Directions for this task
State how many lines in the records below contain the string "shrub", treating case as significant. Reply with the number alone.

Material shown
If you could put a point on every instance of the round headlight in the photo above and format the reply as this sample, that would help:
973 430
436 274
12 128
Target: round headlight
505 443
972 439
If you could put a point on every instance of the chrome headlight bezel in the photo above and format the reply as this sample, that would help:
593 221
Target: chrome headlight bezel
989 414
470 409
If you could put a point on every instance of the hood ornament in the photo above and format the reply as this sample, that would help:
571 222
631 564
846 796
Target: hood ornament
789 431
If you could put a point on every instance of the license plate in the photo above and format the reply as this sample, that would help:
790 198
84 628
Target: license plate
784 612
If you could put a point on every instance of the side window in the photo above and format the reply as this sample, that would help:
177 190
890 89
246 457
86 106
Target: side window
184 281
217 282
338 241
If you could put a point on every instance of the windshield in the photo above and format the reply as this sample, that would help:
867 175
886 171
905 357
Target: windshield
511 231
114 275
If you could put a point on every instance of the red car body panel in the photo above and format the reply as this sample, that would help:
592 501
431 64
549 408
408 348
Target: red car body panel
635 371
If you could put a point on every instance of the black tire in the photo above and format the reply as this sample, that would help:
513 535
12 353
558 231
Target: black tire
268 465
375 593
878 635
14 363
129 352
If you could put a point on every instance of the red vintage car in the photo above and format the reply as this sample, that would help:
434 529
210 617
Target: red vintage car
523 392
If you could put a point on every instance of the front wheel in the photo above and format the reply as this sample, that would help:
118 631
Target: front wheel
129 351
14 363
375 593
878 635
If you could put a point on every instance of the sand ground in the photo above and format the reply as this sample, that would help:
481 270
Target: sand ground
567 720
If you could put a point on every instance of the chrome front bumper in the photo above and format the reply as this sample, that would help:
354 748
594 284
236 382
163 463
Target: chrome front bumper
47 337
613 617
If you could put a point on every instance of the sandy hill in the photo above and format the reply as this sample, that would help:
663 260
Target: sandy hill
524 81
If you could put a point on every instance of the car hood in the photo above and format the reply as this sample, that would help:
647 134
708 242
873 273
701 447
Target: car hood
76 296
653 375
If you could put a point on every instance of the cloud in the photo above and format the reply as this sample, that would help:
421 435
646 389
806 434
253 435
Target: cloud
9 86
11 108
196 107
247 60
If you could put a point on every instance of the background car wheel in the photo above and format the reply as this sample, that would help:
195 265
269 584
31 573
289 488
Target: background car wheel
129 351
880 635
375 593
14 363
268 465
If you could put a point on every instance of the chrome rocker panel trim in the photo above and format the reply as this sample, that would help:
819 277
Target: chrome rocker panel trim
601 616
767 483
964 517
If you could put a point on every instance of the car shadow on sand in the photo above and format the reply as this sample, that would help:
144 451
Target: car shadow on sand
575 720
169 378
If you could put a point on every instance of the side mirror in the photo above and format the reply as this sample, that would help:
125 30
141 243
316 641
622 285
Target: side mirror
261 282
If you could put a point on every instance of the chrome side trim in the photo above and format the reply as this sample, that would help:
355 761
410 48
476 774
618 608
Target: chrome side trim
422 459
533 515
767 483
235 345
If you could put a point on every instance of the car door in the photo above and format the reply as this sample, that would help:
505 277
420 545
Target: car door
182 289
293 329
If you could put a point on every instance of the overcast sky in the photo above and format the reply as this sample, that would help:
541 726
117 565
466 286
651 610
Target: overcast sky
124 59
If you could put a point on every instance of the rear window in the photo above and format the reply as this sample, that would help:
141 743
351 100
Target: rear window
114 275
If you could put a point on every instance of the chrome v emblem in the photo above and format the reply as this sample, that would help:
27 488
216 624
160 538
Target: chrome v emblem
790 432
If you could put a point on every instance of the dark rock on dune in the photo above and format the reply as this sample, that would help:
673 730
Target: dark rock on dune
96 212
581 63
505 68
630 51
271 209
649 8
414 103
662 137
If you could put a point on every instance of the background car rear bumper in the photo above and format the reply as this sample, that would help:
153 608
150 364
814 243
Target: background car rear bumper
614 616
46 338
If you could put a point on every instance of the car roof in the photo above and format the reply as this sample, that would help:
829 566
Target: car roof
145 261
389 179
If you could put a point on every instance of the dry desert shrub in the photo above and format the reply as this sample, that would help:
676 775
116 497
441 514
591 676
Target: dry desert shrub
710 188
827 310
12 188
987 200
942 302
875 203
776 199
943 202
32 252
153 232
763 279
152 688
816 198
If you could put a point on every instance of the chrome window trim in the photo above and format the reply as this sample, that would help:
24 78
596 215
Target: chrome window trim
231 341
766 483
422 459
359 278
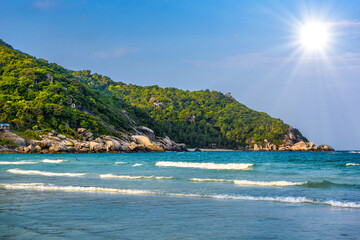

Completed task
2